## BEGIN GIVEN DATA

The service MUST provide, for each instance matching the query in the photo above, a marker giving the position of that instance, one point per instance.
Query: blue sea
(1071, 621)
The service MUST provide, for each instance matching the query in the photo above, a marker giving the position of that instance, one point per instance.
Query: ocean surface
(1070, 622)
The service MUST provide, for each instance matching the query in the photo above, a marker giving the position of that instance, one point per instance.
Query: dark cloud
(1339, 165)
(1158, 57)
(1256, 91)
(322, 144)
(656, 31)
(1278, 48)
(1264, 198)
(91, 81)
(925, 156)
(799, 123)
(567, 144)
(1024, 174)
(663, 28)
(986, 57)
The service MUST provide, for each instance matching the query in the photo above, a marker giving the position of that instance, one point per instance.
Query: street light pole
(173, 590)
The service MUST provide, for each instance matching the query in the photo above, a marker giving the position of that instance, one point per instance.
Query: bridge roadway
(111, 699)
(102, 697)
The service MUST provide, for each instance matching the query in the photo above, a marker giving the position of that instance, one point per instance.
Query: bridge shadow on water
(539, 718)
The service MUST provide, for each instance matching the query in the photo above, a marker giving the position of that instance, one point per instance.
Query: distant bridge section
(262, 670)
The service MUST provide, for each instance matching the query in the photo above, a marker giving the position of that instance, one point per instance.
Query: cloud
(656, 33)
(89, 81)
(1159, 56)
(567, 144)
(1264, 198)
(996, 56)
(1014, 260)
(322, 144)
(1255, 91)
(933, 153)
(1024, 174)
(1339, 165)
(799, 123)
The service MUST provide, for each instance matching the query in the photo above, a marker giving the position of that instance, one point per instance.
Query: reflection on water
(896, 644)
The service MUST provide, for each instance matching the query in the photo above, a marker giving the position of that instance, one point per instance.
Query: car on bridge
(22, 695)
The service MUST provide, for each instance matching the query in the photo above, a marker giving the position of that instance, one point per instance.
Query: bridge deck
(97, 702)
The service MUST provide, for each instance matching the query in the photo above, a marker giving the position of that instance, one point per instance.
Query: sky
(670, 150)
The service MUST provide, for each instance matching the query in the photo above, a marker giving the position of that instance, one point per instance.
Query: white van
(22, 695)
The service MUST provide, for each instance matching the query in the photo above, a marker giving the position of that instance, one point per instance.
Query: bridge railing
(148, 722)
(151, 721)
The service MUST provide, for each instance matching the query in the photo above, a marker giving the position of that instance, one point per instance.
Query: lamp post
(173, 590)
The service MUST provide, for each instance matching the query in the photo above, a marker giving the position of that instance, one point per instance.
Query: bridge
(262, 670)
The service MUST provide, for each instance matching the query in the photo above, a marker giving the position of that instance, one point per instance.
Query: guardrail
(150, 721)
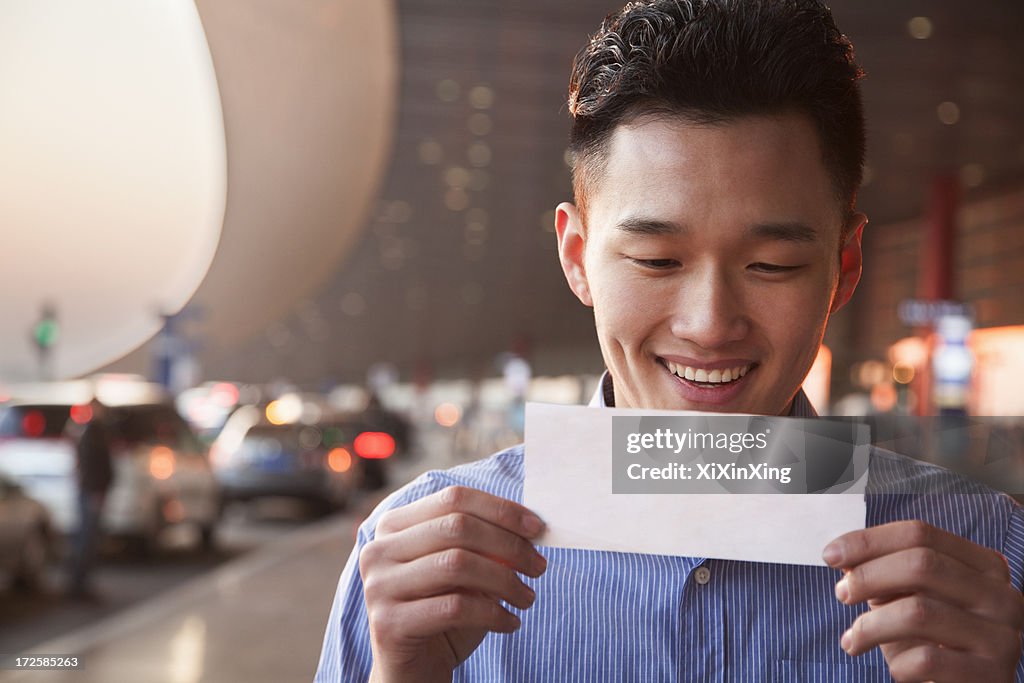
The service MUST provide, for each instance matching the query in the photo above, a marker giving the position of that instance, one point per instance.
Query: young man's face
(712, 258)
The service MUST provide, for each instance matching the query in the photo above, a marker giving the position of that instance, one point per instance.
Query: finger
(857, 547)
(930, 663)
(502, 512)
(921, 617)
(437, 614)
(930, 571)
(459, 529)
(449, 571)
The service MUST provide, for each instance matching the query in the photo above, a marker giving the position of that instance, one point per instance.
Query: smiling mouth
(708, 379)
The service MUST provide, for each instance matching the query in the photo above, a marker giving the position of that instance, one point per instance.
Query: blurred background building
(389, 177)
(323, 232)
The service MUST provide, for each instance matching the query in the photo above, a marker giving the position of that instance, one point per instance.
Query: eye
(655, 263)
(772, 267)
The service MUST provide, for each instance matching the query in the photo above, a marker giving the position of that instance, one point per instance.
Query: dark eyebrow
(649, 226)
(784, 231)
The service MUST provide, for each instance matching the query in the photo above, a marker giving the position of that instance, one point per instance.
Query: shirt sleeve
(345, 656)
(1013, 549)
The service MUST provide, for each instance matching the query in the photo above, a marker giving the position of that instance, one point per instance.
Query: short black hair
(711, 61)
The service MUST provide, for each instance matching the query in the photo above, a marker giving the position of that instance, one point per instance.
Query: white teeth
(708, 376)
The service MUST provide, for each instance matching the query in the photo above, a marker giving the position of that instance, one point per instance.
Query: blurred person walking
(95, 472)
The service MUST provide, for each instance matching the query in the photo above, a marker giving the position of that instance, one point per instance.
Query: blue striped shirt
(624, 616)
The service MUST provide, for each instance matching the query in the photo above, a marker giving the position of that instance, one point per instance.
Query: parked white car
(162, 475)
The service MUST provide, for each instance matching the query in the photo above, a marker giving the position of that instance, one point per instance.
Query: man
(718, 150)
(95, 472)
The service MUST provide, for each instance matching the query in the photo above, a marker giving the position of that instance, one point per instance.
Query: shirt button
(701, 574)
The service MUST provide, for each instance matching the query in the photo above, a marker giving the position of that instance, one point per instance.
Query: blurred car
(162, 475)
(26, 537)
(255, 458)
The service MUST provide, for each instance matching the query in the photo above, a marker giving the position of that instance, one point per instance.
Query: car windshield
(286, 437)
(34, 421)
(145, 424)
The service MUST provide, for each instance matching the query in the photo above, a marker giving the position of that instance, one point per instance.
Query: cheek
(796, 324)
(623, 309)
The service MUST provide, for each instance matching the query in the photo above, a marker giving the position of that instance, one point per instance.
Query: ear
(851, 260)
(571, 246)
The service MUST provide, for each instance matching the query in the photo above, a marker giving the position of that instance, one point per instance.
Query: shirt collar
(605, 397)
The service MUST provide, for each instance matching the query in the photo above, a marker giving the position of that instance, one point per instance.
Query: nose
(710, 311)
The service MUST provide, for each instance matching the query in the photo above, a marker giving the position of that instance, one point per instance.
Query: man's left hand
(942, 608)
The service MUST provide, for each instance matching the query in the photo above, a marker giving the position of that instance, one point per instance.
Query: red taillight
(81, 414)
(339, 460)
(162, 462)
(374, 445)
(33, 423)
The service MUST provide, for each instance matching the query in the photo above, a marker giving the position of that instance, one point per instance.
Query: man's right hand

## END GIVEN DATA

Reproduce every item above verbatim, from the first through the last, and omit the pictures.

The service MUST provide, for each instance matching the query in the photo above, a marker giving the position of that instance, one point per instance.
Query: blue sea
(1071, 621)
The service MUST provide, for each instance matching the query in the photo above, a marker giving the position of that instance, one point per instance.
Query: ocean surface
(1070, 622)
The service MUST provide, for each instance matching the query in the photo above, a marker giving the position of that instance, one point per instance.
Query: dark cloud
(1339, 165)
(1158, 57)
(1256, 91)
(322, 144)
(656, 31)
(1278, 48)
(1264, 198)
(91, 81)
(925, 156)
(799, 123)
(567, 144)
(1024, 174)
(663, 28)
(986, 57)
The service MUST provide, for each instance matching the query in the photo above, a marker giving the position of that instance, one point per instance.
Query: street light pole
(173, 590)
The service MUST provide, for each instance matching the query in the photo above, a marker giving the position of that instance, one point per instance.
Query: bridge roadway
(111, 699)
(102, 697)
The service MUST provide, for each instance matching the query in the photo above, a marker giving the position of that instance, one point per instance.
Query: bridge shadow on water
(539, 718)
The service MUST provide, for each instance matching the query in the photo above, a marker giving the position of that instance, one point per instance.
Query: distant bridge section
(262, 670)
The service MUST provide, for each instance matching the query in the photo above, a marker giving the position of that instance, one point per instance.
Query: cloud
(656, 33)
(89, 81)
(1159, 56)
(567, 144)
(1264, 198)
(996, 56)
(1014, 260)
(322, 144)
(1255, 91)
(933, 153)
(1024, 174)
(1339, 165)
(799, 123)
The service MUST provide, for each instance matching the query in the photo above, a marker giving the position of that instance, one point per instance.
Query: reflection on water
(896, 644)
The service MUST provide, for each instance matching the query in the photo above, a marker giving the position of that instance, one point per instance.
Query: car on bridge
(22, 695)
The service MUST provide, for each instance matching the query in the photo above, a marker giving the position of that instance, one point per instance.
Query: bridge deck
(97, 702)
The service MUST provide, for each instance matching the query in the photo above, a marker giving the position of that instance, one point per instance.
Query: sky
(670, 150)
The service MUST provide, for each instance matching the query in the photo above, a marker giving the position of that instance, one point per instance.
Query: white van
(22, 695)
The service MUST provide, for each instance matching the query in the photo above, a marker giving the position of that instance, one point per instance.
Query: bridge railing
(148, 722)
(151, 721)
The service MUST provide, for each instance matching the query in the photo above, a marker giving the position of that instance, one point per instance.
Query: lamp post
(173, 590)
The service MUST provide, for each instance matching the query in the photo above, a marker giving the position of that instance, one point per instance.
Query: bridge
(262, 670)
The service MUST provide, for each instance matching the query in the photo above, a marker giving the position of that instance, one point per instance.
Query: guardrail
(150, 721)
The service MUST provide, for each instance matching the query in the photo above, a marker giving the position of that instance, one point per instance.
Query: young man's face
(712, 258)
The service MUST provide, for each instance matching the query in the photo above, a marker giving the position of that instance, one point per instance.
Query: finger
(857, 547)
(930, 663)
(502, 512)
(921, 617)
(437, 614)
(930, 571)
(459, 529)
(449, 571)
The service MUST provide, for each instance matching the query in the photo above, a marker giving the position of that instance, one point per instance.
Query: smiling mouth
(708, 379)
The service MUST provide, for each instance matching the query in the photo above, a marker giving the position of that instance, one point per instance.
Query: blurred background building
(389, 177)
(323, 232)
The service MUST provide, for each instance matching the query in the photo above, a marker giving the position of that instance, one point per instance.
Query: eye
(655, 263)
(772, 267)
The service MUST provide, for each instance matching the query in the photo above, a marker giving the position of that instance, one point per instance.
Query: dark eyebrow
(649, 226)
(784, 231)
The service MUST provide, for each instance matching the query in the photo above, a marker giving the position of that instance, one point per instance.
Query: shirt sleeve
(345, 656)
(1013, 549)
The service MUST provide, for each instance matching the query in the photo above, a marker giving the position of that instance, one point per instance.
Query: short black hair
(711, 61)
The service MUST provide, for each instance matching the query in the photo above, a marker giving the position of that instance, one point per instance.
Query: white teeth
(708, 376)
The service MUST provide, for each instance matching the query in the photo above, a marker giving the position of that instance, one point per instance.
Query: blurred person walking
(95, 472)
The service MUST provide, for each instance matching the query in the photo above, a marker giving the position of that instance, one point per instance.
Query: blue striped shirt
(624, 616)
The service MUST provide, for each instance matching the query in the photo above, a marker giving the position of that instance, one point per instance.
Query: parked white car
(162, 475)
The service MUST provide, for each instance matching the query in the photo above, a marker giving the position of that instance, one point per instance.
Query: man
(718, 150)
(95, 472)
The service MUST provide, for each instance matching the query in the photo above, a marker giving the position of that instance, one point per instance.
Query: shirt button
(701, 574)
The service MUST provide, for each instance matching the query in the photo above, a marker giving the position of that instance, one point per instance.
Query: blurred car
(162, 475)
(26, 537)
(255, 458)
The service MUST provide, for each instance matching the query in the photo above, a marker giving the position of that instance, one point per instance.
Query: car windshield
(286, 437)
(34, 421)
(145, 424)
The service MUST provide, for each instance matching the query in the photo above, a marker giving the position of that instance, one point per instance.
Query: cheek
(796, 324)
(623, 309)
The service MUST provide, for each instance matching the query in the photo above, a marker giving the position of that instance, one point per instance.
Query: ear
(851, 260)
(571, 246)
The service MUST provide, for each instance matching the query in the photo above, a marker giving the position of that instance, one point per instance.
Query: shirt collar
(605, 397)
The service MUST provide, for each instance matching the query in the photo above, a marker giving the position of that instance, one point per instance.
Query: nose
(710, 311)
The service MUST provide, for each instance matching the query in the photo above, a marker giving the position of that instance, one point per instance.
Query: man's left hand
(942, 608)
The service MUST provide, for each instance matching the query in the photo above, a marker giving the position of that instance, one point per instance.
Query: red taillight
(81, 414)
(339, 460)
(162, 462)
(374, 445)
(33, 423)
The service MUST provide, for each instance matching the query in the photo above, a marker giving the position of that instance, one point per instance.
Query: man's right hand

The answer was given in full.